▸ Work item
For the records below, output word for word the lines from the one with "Find the blurred" up to and including the one with "Find the person standing". No pictures.

▸ Given records

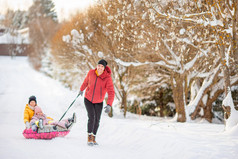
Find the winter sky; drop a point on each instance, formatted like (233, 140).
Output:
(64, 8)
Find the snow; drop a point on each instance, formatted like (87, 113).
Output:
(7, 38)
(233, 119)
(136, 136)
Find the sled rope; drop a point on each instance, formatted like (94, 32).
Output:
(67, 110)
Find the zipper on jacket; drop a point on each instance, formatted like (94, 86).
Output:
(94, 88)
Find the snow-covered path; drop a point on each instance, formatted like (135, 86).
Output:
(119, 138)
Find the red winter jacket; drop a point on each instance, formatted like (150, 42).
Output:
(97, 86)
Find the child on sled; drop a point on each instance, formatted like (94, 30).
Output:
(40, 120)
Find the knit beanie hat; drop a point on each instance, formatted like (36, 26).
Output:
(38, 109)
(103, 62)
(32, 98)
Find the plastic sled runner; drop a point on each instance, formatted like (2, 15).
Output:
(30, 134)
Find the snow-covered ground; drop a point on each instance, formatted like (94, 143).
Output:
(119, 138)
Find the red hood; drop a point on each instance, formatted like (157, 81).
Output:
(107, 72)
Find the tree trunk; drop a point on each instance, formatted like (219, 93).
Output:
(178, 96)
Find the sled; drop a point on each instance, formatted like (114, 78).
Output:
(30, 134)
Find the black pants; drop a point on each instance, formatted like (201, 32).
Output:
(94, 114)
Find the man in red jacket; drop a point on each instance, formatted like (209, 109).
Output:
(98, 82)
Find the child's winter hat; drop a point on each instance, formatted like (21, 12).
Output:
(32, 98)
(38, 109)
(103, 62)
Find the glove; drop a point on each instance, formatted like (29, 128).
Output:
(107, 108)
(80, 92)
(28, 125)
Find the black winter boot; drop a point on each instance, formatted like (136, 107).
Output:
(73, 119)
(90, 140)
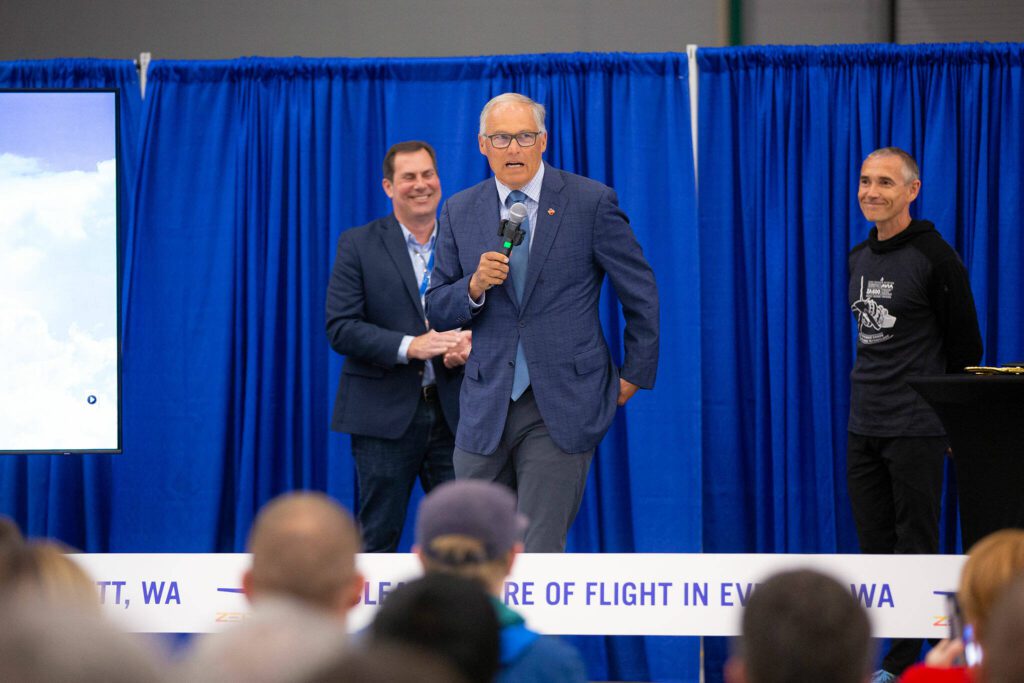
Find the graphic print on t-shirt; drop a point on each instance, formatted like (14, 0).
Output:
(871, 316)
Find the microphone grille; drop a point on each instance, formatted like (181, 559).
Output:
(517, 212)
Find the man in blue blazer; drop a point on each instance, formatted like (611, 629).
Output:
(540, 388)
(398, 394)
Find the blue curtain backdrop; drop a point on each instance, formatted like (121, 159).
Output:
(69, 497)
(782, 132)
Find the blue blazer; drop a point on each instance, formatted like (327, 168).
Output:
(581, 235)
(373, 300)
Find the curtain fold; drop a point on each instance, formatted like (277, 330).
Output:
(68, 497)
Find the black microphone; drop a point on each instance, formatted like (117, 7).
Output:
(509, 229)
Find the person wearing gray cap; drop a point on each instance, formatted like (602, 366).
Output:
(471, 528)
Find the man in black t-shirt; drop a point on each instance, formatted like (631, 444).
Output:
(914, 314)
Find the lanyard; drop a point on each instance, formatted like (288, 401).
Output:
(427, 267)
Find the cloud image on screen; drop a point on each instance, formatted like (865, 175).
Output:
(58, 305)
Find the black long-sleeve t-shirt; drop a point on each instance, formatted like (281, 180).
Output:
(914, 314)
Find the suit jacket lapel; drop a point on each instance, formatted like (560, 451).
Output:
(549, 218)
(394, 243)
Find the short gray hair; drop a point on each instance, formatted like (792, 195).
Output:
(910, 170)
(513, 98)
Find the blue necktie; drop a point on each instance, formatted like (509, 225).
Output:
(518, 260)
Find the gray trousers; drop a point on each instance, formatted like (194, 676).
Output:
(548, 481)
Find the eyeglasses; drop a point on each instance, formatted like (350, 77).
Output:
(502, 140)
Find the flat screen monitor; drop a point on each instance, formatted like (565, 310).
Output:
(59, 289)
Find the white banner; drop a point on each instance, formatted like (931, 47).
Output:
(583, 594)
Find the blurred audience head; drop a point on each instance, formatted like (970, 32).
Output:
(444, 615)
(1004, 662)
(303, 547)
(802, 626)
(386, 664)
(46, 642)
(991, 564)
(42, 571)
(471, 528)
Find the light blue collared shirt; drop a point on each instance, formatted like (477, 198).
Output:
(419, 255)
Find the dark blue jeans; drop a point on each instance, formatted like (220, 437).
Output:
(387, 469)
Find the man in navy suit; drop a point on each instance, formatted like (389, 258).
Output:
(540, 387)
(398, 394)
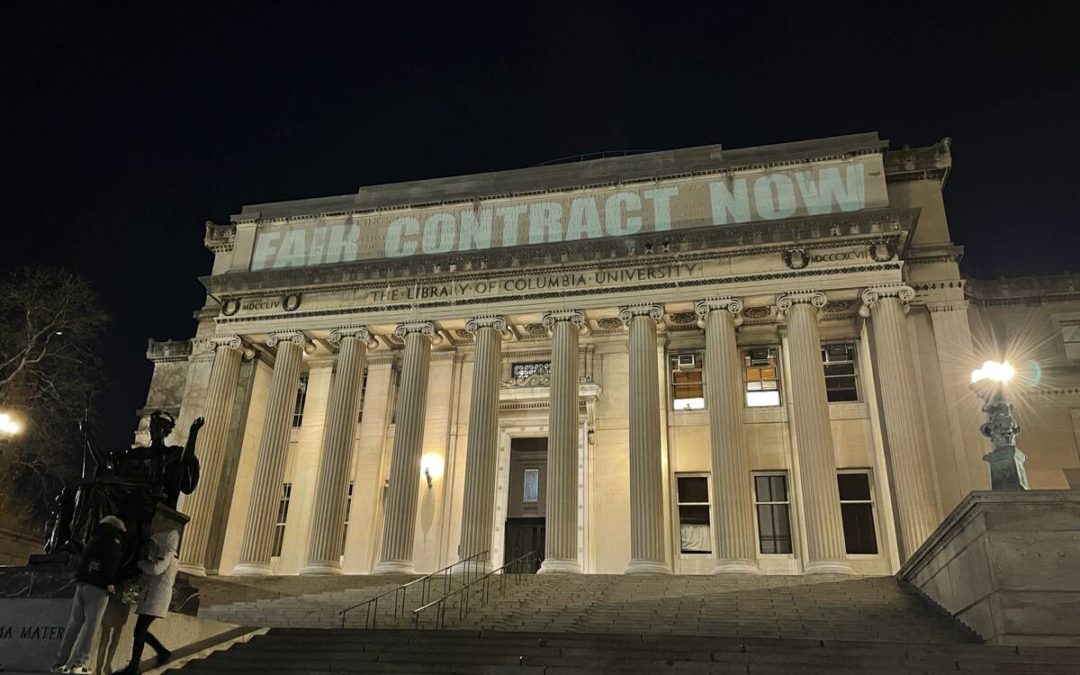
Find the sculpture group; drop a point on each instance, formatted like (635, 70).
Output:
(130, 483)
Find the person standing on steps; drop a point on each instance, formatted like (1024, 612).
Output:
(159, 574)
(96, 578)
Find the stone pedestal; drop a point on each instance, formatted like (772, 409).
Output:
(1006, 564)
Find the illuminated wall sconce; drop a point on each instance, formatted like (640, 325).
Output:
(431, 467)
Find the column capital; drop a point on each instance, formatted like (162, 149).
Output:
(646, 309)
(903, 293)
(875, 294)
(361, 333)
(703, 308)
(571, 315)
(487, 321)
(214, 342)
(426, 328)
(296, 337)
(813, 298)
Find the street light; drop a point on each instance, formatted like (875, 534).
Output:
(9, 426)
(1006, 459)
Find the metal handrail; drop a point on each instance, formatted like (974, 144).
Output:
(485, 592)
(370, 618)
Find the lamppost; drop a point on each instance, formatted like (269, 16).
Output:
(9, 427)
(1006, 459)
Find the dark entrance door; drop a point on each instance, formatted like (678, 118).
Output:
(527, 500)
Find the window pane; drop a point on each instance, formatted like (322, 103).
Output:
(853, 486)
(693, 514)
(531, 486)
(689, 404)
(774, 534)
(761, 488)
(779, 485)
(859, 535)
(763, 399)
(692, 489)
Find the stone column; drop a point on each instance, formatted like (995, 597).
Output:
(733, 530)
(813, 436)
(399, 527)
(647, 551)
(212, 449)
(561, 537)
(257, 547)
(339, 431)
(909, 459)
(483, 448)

▸ Response to the task
Find the blurred audience head; drop a point on each instance, formatted like (970, 32).
Output:
(444, 615)
(1004, 662)
(303, 547)
(802, 626)
(386, 664)
(46, 642)
(991, 564)
(42, 571)
(471, 528)
Find the light blue collared shirt; drop a point on each instance, formatted like (477, 198).
Output:
(419, 255)
Find the dark blue jeans; drop a point on each instance, formatted like (220, 437).
Output:
(387, 469)
Find the man in navy suit; drop a point on each instance, formatted like (389, 258).
Output:
(540, 387)
(398, 394)
Find the sculpture group; drop a point on each instance, formatted like (635, 70).
Output:
(130, 483)
Find the person standing on steps; drop a point on each instance, formatted like (1024, 612).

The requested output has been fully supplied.